[What you will do] According to the text on idea classifiers below, how many departments and business units do many large corporations have?

[Text for analysis]
A subject of intense debates during client implementation sessions is the need for setting up the Idea Classifiers to feed a workflow.
Idea Classifiers are relatively important as they enable us to see an idea’s “area(s) of effect(s)” or “area(s) of benefit(s)”. It makes sense to be able to place some categorizers on an idea because it allows us to break the information down into more manageable chunks. An idea that explains a cost saving scenario versus a policy change is different and will be handled by potentially different people, departments or processes; even if the idea type is the same, it’s constitution will often require different expertise and resources than an other idea in the same category.
The are typically two main reasons why these discussions tend to take a long time (and sometimes are not recoverable and will go in a bad direction – leading to the wrong decision).
- People want to use the company’s department structure as at least one dimension of the classifiers
- People want to over-categorize things because they perceive that the data will me more manageable
Before I go on, let me say this: targeting where an idea should go is not about hitting “the bulls eye”; it’s about being “close enough”. You will rarely if ever be able to precisely pigeonhole an idea no matter how much time you spend listing tens…hundreds…thousands of classifiers, because you will always miss some. And the combinations are limitless – so to have an automated workflow to route the fuzzy front-end is like going prescribing therapy before knowing what the patient is suffering from. Innovation is about breaking out of your comfort zone. And a good starting practice is to apply this new approach to categorization. Innovation is also about trying new things – when an idea comes in and doesn’t have a proper category what happens? In reality there will be two outcomes: Either the user will pick a bogus option just to get past your “road block” or they won’t get past the road block and simply won’t submit for lack of the proper selection (confusion and let-down – immediately followed by disengagement).
1 – Using departments
One of the main reasons why this is a bad idea is that it requires a complete understanding of the company hierarchy in order to be effective. While this may make sense for a lot of middle managers and most (one would hope) members of upper management – it becomes completely meaningless to the majority of the company’s rank-and-file frighteningly fast. The other problem is that many large corporations have in excess of 20 departments and business units. What could one expect to happen when a new employee (my favorite kind of employee, unaffected by any negative culture exposure and enthusiastic about making a contribution – they’re often more capable to think outside of the box) with an excellent idea and has to pick one department from a list and sublist of 62 selections. In 99% of the cases where they still end up submitting the idea, they will get the department wrong. In the case of long-standing employees this error margin comes down but never really goes below 40%.

[Data excerpts]
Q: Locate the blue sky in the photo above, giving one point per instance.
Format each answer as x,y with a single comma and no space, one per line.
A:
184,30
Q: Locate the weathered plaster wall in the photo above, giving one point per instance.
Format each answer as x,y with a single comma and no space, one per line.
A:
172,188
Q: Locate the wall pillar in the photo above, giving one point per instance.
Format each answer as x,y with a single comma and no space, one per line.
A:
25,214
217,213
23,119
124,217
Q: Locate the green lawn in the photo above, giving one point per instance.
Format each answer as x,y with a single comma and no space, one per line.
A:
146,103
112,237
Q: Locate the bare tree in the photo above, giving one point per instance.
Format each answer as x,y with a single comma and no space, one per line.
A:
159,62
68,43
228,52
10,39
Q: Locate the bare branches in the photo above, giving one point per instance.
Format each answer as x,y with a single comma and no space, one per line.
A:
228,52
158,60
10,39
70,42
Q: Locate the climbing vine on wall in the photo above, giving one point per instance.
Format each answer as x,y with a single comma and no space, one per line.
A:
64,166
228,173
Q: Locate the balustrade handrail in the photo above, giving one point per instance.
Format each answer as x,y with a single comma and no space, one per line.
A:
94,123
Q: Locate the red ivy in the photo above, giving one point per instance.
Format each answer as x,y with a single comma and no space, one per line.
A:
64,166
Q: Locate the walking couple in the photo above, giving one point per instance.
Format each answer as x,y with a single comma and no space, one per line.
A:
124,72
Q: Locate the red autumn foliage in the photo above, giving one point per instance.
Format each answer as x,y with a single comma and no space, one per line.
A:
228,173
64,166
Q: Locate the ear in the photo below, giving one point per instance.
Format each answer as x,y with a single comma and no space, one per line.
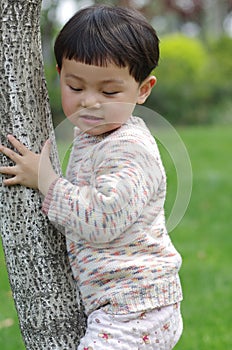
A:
58,69
145,89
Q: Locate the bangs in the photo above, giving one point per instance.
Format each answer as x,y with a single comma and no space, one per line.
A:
100,35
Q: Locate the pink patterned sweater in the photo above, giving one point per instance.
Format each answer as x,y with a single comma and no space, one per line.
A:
111,209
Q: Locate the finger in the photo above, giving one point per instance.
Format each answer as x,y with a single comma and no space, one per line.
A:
17,144
9,153
8,170
11,182
46,148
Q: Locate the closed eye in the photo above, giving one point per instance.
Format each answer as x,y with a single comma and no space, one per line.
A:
110,93
75,89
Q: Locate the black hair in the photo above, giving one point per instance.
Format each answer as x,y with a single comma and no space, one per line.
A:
103,34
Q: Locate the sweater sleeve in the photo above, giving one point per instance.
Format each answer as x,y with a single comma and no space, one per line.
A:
124,175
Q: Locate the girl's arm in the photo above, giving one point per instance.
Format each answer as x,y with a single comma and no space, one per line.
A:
30,170
123,177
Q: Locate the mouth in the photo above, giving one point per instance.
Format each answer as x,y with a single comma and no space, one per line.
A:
91,119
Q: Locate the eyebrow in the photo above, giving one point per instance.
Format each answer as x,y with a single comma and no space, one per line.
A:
106,81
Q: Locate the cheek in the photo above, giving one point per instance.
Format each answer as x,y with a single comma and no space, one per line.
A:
68,103
119,111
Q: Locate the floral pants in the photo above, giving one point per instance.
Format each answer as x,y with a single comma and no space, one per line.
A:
158,329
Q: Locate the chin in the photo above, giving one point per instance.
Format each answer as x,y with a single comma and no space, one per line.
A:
100,130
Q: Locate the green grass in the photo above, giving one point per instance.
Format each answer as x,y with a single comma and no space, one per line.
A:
203,238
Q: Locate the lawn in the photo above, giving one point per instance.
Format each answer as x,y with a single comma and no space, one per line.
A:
203,238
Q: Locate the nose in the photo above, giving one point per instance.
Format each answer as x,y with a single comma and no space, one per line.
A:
90,100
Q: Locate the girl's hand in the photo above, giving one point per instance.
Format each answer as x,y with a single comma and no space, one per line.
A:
30,169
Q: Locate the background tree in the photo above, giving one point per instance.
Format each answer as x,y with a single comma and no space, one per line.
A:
39,272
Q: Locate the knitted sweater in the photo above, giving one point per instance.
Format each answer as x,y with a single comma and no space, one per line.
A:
111,208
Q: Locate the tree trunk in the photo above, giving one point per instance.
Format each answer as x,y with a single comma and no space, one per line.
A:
38,268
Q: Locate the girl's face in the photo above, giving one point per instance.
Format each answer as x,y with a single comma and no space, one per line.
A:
100,99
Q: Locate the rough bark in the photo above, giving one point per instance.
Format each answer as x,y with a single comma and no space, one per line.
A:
38,268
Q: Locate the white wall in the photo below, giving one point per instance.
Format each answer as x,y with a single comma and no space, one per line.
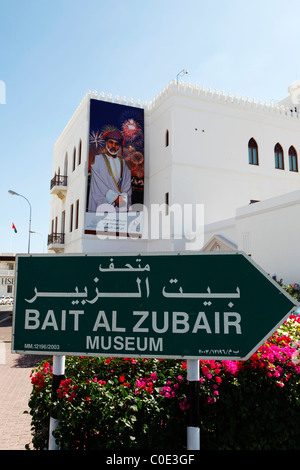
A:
271,229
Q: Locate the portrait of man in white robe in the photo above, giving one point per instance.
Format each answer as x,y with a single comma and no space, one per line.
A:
110,176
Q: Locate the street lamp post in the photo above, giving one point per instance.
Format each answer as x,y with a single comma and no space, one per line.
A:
29,230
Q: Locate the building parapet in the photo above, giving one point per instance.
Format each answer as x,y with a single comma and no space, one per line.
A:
186,89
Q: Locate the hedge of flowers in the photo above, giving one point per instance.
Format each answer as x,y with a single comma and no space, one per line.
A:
127,403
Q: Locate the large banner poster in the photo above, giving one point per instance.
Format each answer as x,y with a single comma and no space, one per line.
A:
115,189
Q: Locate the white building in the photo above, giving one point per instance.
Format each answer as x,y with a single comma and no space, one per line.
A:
202,147
7,274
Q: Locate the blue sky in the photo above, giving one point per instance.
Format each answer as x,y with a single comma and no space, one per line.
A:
53,52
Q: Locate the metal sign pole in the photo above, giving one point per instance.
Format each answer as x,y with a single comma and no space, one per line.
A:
193,428
58,376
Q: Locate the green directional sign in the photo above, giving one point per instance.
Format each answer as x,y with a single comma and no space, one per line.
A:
183,305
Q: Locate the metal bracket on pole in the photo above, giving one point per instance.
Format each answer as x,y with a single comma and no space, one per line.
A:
193,428
58,376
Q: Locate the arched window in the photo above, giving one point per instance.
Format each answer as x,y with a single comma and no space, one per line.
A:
74,158
278,153
293,160
253,152
79,152
167,138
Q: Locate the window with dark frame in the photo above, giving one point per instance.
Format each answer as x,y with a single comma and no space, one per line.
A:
253,152
293,159
167,138
71,217
79,152
279,160
77,214
74,158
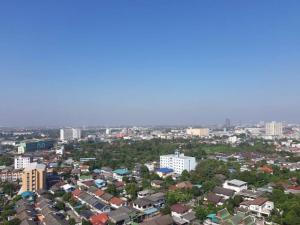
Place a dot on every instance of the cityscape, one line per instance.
(149, 112)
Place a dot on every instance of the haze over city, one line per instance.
(69, 63)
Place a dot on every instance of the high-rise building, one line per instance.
(21, 162)
(274, 129)
(70, 134)
(35, 145)
(178, 162)
(227, 123)
(34, 178)
(200, 132)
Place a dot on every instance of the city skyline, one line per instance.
(68, 63)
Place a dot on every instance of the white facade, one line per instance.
(70, 134)
(259, 209)
(236, 185)
(274, 129)
(178, 162)
(21, 162)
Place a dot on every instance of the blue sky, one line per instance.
(148, 62)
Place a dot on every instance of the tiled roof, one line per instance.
(99, 219)
(179, 208)
(116, 201)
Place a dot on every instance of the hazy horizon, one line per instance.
(69, 63)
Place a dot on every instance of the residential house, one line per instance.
(260, 207)
(236, 185)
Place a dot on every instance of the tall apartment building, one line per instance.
(178, 162)
(274, 129)
(70, 134)
(34, 178)
(200, 132)
(21, 162)
(35, 145)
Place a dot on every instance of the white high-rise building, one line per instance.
(274, 129)
(22, 162)
(178, 162)
(70, 134)
(200, 132)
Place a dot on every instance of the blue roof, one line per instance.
(213, 218)
(27, 194)
(121, 171)
(165, 170)
(150, 211)
(97, 171)
(99, 181)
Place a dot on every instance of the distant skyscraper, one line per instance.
(227, 123)
(274, 129)
(34, 177)
(70, 134)
(200, 132)
(21, 162)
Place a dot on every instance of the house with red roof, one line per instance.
(261, 207)
(99, 219)
(117, 202)
(266, 169)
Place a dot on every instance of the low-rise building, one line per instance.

[Task output] More than 20.